== Extrait à lire

Portrait passion d’Alice Tschudy, chargée de médiation scientifique de la Maison interuniversitaire des sciences de l'homme-Alsace (Misha)*, qui après des années de pratique sur le terrain, s’épanouit aujourd’hui comme coach de l’équipe féminine des Cheminotes. Non seulement tout son entourage pratique le rugby, mais elle y a aussi trouvé une deuxième famille. Et porte un regard plein d’espoir sur son sport comme moteur de changement social.

Le rugby, et si on s’y mettait aussi ?  C’est ce que se sont dit Alice et ses copines en regardant leurs compagnons jouer, au bord du terrain, un glacial dimanche de février. C’était il y a seize ans, à Gif-sur-Yvette, en région parisienne. Depuis, le cadre a changé, mais la passion est restée intacte. Arrivée à Strasbourg, elle rejoint l’équipe des Cheminotes, la section féminine du club strasbourgeois des Cheminots (celui de la SNCF), à Cronenbourg. J’ai intégré leur équipe à sept. Puis, l’équipe s’est étoffée. Les Cheminotes, ce sont deux équipes : une à dix pour les débutantes, et une à quinze en fédérale 2. On compte au total une cinquantaine de joueuses, recrutées par le bouche-à-oreille et les réseaux sociaux.

====

*Énoncé*
Recopiez intégralement le portrait d'Alice Tschudy, sans rien y modifier. Les données n'ont aucun rôle ici.

== Lignes de données

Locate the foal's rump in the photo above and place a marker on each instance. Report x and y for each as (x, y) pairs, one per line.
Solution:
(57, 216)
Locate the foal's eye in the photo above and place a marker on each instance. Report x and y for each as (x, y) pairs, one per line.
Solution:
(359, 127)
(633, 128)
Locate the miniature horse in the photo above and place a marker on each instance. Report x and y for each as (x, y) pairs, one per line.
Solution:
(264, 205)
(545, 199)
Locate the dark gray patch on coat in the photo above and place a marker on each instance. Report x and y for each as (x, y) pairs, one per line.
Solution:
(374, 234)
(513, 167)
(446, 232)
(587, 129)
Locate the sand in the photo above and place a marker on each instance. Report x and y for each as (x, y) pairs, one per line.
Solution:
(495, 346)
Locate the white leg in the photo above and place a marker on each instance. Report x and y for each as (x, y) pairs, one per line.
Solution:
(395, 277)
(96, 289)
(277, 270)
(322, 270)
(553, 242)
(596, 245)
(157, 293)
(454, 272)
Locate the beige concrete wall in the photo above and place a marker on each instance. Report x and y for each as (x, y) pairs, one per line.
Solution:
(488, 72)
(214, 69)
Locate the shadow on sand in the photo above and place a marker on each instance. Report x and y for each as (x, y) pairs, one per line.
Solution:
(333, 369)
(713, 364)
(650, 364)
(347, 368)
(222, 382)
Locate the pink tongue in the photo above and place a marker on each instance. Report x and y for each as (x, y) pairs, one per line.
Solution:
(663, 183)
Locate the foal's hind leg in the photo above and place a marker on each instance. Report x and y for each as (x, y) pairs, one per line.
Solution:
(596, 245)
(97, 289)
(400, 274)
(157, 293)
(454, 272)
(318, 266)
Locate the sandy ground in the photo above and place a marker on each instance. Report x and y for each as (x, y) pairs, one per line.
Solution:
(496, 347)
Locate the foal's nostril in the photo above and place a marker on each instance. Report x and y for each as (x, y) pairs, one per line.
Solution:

====

*Corrigé*
Portrait passion d’Alice Tschudy, chargée de médiation scientifique de la Maison interuniversitaire des sciences de l'homme-Alsace (Misha)*, qui après des années de pratique sur le terrain, s’épanouit aujourd’hui comme coach de l’équipe féminine des Cheminotes. Non seulement tout son entourage pratique le rugby, mais elle y a aussi trouvé une deuxième famille. Et porte un regard plein d’espoir sur son sport comme moteur de changement social.

Le rugby, et si on s’y mettait aussi ?  C’est ce que se sont dit Alice et ses copines en regardant leurs compagnons jouer, au bord du terrain, un glacial dimanche de février. C’était il y a seize ans, à Gif-sur-Yvette, en région parisienne. Depuis, le cadre a changé, mais la passion est restée intacte. Arrivée à Strasbourg, elle rejoint l’équipe des Cheminotes, la section féminine du club strasbourgeois des Cheminots (celui de la SNCF), à Cronenbourg. J’ai intégré leur équipe à sept. Puis, l’équipe s’est étoffée. Les Cheminotes, ce sont deux équipes : une à dix pour les débutantes, et une à quinze en fédérale 2. On compte au total une cinquantaine de joueuses, recrutées par le bouche-à-oreille et les réseaux sociaux.